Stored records
**********

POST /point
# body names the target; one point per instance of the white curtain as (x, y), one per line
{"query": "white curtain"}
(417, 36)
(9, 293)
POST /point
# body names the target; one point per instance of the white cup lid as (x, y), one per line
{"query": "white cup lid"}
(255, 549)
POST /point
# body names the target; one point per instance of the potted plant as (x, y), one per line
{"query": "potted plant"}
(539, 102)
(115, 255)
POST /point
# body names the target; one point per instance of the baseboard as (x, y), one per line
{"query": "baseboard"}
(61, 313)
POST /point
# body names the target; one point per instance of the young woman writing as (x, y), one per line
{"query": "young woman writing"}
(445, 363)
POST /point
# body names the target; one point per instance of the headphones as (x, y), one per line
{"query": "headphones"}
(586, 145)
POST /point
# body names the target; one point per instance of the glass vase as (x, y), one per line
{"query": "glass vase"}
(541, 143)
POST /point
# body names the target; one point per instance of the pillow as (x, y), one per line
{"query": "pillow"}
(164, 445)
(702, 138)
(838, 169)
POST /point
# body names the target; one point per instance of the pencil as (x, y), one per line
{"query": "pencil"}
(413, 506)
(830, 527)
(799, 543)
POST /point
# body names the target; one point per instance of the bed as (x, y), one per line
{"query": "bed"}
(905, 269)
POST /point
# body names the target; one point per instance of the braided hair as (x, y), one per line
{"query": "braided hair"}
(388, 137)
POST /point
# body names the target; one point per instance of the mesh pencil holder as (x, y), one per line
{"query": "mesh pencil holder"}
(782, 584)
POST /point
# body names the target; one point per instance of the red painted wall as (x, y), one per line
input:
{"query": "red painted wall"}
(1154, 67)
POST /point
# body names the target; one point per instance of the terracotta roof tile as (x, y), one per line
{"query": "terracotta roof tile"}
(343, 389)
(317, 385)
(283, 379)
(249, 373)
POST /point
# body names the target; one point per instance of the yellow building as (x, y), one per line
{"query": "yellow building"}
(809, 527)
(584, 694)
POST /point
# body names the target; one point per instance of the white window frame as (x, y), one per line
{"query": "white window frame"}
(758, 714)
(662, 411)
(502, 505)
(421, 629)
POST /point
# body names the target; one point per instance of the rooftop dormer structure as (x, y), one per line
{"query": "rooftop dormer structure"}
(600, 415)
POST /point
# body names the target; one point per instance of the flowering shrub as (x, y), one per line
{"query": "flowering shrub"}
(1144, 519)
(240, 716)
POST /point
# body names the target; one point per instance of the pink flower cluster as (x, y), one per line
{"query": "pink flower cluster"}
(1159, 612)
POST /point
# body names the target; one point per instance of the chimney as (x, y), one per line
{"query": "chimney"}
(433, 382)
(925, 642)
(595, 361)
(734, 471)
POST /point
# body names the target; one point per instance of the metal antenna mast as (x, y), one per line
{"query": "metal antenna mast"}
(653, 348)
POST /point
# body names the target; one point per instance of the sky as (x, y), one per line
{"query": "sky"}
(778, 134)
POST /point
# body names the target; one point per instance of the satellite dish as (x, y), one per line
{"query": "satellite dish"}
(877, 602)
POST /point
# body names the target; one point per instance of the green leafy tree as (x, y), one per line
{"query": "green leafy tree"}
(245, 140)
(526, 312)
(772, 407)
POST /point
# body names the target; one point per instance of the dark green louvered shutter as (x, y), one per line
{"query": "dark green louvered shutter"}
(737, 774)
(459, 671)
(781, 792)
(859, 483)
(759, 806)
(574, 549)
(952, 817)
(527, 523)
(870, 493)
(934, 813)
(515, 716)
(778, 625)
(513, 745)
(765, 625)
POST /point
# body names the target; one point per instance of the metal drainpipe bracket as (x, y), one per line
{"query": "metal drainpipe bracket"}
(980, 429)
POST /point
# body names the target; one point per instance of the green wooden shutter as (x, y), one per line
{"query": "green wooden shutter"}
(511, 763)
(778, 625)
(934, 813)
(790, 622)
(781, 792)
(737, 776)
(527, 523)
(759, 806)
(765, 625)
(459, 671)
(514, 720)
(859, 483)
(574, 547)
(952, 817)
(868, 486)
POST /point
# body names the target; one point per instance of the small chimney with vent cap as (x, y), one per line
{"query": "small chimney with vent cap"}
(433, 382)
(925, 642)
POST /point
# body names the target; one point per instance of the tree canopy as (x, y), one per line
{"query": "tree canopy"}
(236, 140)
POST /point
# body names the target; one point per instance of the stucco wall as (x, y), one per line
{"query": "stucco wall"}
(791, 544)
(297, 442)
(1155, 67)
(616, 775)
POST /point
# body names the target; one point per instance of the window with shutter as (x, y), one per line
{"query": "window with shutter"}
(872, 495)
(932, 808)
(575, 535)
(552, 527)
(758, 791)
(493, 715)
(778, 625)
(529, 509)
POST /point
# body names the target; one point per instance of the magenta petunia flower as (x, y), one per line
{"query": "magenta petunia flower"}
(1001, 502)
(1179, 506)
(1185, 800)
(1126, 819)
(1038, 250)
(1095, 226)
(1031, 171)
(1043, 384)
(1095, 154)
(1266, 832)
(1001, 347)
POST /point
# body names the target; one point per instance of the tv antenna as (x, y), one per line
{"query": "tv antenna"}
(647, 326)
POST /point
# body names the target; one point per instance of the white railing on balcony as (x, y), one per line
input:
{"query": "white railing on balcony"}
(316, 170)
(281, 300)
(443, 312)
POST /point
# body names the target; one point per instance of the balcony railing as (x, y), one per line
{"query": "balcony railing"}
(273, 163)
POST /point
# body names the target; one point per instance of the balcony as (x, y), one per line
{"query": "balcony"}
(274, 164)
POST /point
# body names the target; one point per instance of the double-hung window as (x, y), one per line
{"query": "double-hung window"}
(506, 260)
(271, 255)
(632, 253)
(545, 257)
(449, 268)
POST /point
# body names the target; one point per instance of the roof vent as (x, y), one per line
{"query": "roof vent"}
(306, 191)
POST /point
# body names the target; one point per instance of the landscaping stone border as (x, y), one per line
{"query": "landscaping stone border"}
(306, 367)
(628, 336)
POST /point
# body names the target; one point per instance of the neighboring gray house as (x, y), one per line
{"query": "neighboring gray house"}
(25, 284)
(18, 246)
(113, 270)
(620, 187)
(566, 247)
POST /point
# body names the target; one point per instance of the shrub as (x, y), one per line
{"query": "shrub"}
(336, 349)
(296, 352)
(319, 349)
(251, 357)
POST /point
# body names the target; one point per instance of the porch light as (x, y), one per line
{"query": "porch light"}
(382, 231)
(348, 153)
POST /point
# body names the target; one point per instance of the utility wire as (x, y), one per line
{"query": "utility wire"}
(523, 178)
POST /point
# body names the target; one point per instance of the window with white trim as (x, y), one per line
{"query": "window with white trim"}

**********

**TASK**
What you return must match the entries exactly, word for word.

**RESPONSE TO THIS EXERCISE**
POST /point
# body names the target; one point per instance of the white curtain as (x, y), one per line
{"query": "white curtain"}
(417, 36)
(9, 293)
POST /point
# body names the target; one point per instance of the white cup lid as (x, y), one per line
{"query": "white cup lid"}
(255, 549)
POST /point
# body names the target; one point per instance of the potted plant as (x, y), one per line
{"query": "potted plant"}
(539, 102)
(115, 255)
POST /point
# body names the target; one point per instance of the baseboard as (x, y), one per line
{"query": "baseboard"}
(61, 313)
POST /point
# body names the target; one point per instance of the young woman writing as (x, y), one per line
{"query": "young woman writing"}
(445, 363)
POST /point
# body names the target; one point per instance of the headphones as (x, y), one per line
{"query": "headphones"}
(586, 145)
POST /point
# body names the target; one point per instance of the glass vase as (x, y), one per line
{"query": "glass vase"}
(541, 143)
POST /point
# body names the target; one point per instance of the pillow as (x, y), one per line
{"query": "pillow"}
(164, 445)
(702, 138)
(838, 169)
POST /point
# body names the target; one point per instance of the pencil as (x, y), one per line
{"query": "pencil"}
(413, 506)
(830, 527)
(799, 543)
POST /point
# body names the target; one point per instance of the bed as (x, y), one per line
{"query": "bed"}
(905, 269)
POST /point
# body names the target; one point per instance of the braided hair as (x, y), one per line
{"query": "braided hair"}
(388, 137)
POST /point
# body names the target; one point per instance of the mesh pencil holder as (x, y), one per line
{"query": "mesh pencil holder"}
(782, 584)
POST /point
# body names the target; one point per instance of the red painted wall as (x, y), one per line
input:
{"query": "red painted wall"}
(1154, 67)
POST /point
# body names the target; one point per instance of the terracotta roof tile as (x, y), one per line
{"query": "terracotta roof tile"}
(343, 389)
(317, 385)
(283, 379)
(249, 373)
POST /point
# body names the target; one point per instance of the yellow building as (x, y), one per line
{"query": "yellow building"}
(809, 527)
(584, 694)
POST /point
# body names the target; one point per instance of the white window frame as (x, y), one per line
{"query": "white window frame"}
(758, 714)
(662, 411)
(502, 505)
(421, 629)
POST /point
# body names the target; one point per instance of the rooftop dormer structure as (x, y), one per line
{"query": "rooftop dormer structure"}
(600, 415)
POST /point
# body names the target; one point per instance of the flowering shrub as (x, y), one per line
{"query": "flowering shrub"}
(1144, 519)
(240, 716)
POST /point
# body names the target; one point per instance of the pink flower cluster as (x, y), one per line
{"query": "pink flower cluster"}
(1159, 612)
POST /point
# body names the target; one point per instance of the chimney as (x, y), one per line
{"query": "chimney"}
(433, 382)
(925, 642)
(595, 361)
(734, 471)
POST /point
# body names the target; one point per instance of the metal antenna mast as (x, y), one per line
{"query": "metal antenna mast"}
(653, 348)
POST /point
# body names the target; one point per instance of the sky as (x, y), one per line
{"query": "sky"}
(778, 134)
POST /point
# body names the target; one point per instance of the satellite dish as (x, y), one per line
{"query": "satellite dish"}
(877, 602)
POST /point
# body names the target; one point per instance of the green leafy tree as (x, y), one per line
{"query": "green leafy tree"}
(245, 140)
(526, 312)
(772, 407)
POST /point
# body names the target; one point per instance of the dark green louvered shutter as (x, y), one per line
{"query": "dark green louvered shutter"}
(737, 774)
(459, 671)
(781, 792)
(859, 483)
(759, 806)
(574, 549)
(952, 817)
(527, 523)
(870, 493)
(934, 813)
(515, 716)
(778, 625)
(513, 745)
(765, 625)
POST /point
# body names the target; one point per instance of the metal drainpipe bracket as (x, y), one per line
{"query": "metal drainpipe bracket"}
(980, 429)
POST /point
# body names the target; one point per instance of the green wooden shutter as (x, y), one per line
{"query": "green wooden shutter"}
(511, 763)
(778, 625)
(934, 813)
(790, 622)
(781, 792)
(737, 776)
(527, 523)
(759, 806)
(765, 625)
(459, 671)
(514, 720)
(859, 483)
(574, 547)
(952, 817)
(868, 486)
POST /point
# body names the target; one point per instance of the small chimney with vent cap as (x, y), one per line
{"query": "small chimney with vent cap"}
(433, 382)
(925, 642)
POST /point
# body names the target; one point per instance of the tree canopy as (x, y), one per line
{"query": "tree canopy"}
(236, 140)
POST /point
# body names the target; one point per instance of the stucco wall as (x, y), one per line
{"query": "stucco wall"}
(791, 544)
(297, 442)
(1155, 67)
(616, 775)
POST /point
# body names the target; one point per instance of the window with shutter as (x, y), one per line
{"query": "window with shutter"}
(872, 495)
(932, 808)
(575, 535)
(552, 527)
(758, 791)
(493, 715)
(778, 625)
(529, 509)
POST /point
# body names the target; one point per instance of the magenta petunia flower as (x, y), one per line
{"query": "magenta petunia flower"}
(1001, 502)
(1179, 506)
(1185, 800)
(1126, 819)
(1038, 250)
(1095, 226)
(1031, 171)
(1043, 384)
(1095, 154)
(1266, 832)
(1001, 347)
POST /point
# body names the target; one point per instance of the tv antenna as (x, y), one per line
{"query": "tv antenna"}
(647, 326)
POST /point
# body names the target; one point per instance of the white railing on balcony as (x, y), one per line
input:
{"query": "white railing on balcony"}
(316, 170)
(281, 300)
(443, 312)
POST /point
# body names the target; one point per instance of the balcony railing as (x, y), one per line
{"query": "balcony railing"}
(273, 163)
POST /point
# body names the target; one point per instance of the balcony as (x, y), one per line
{"query": "balcony"}
(274, 164)
POST /point
# body names the target; one point per instance of the double-hung window as (x, y), one per line
{"query": "double-hung window"}
(506, 260)
(271, 255)
(632, 253)
(545, 257)
(449, 268)
POST /point
# body names the target; one point per instance of the roof vent as (x, y), one per line
{"query": "roof vent"}
(306, 191)
POST /point
# body names the target; one point per instance of the landscaping stone border as (x, y), one per line
{"query": "landscaping stone border"}
(306, 367)
(628, 336)
POST /point
# body names the target; one point per instance of the neighboring gray house as (x, y), one per line
{"query": "neighboring gray house"}
(25, 284)
(18, 246)
(113, 270)
(620, 187)
(566, 247)
POST /point
# body names the target; one point per instance of the shrub as (x, y), one per line
{"query": "shrub"}
(336, 349)
(296, 352)
(319, 349)
(251, 357)
POST /point
# body names the target; one point per instance of the porch light as (x, y), one per line
{"query": "porch light"}
(382, 231)
(348, 153)
POST /point
# body names the target; one point per instance of the utility wire as (x, y), one per line
{"query": "utility wire"}
(523, 178)
POST /point
# body names the target; one point per instance of the window with white trim as (x, y), one per line
{"query": "window with white trim"}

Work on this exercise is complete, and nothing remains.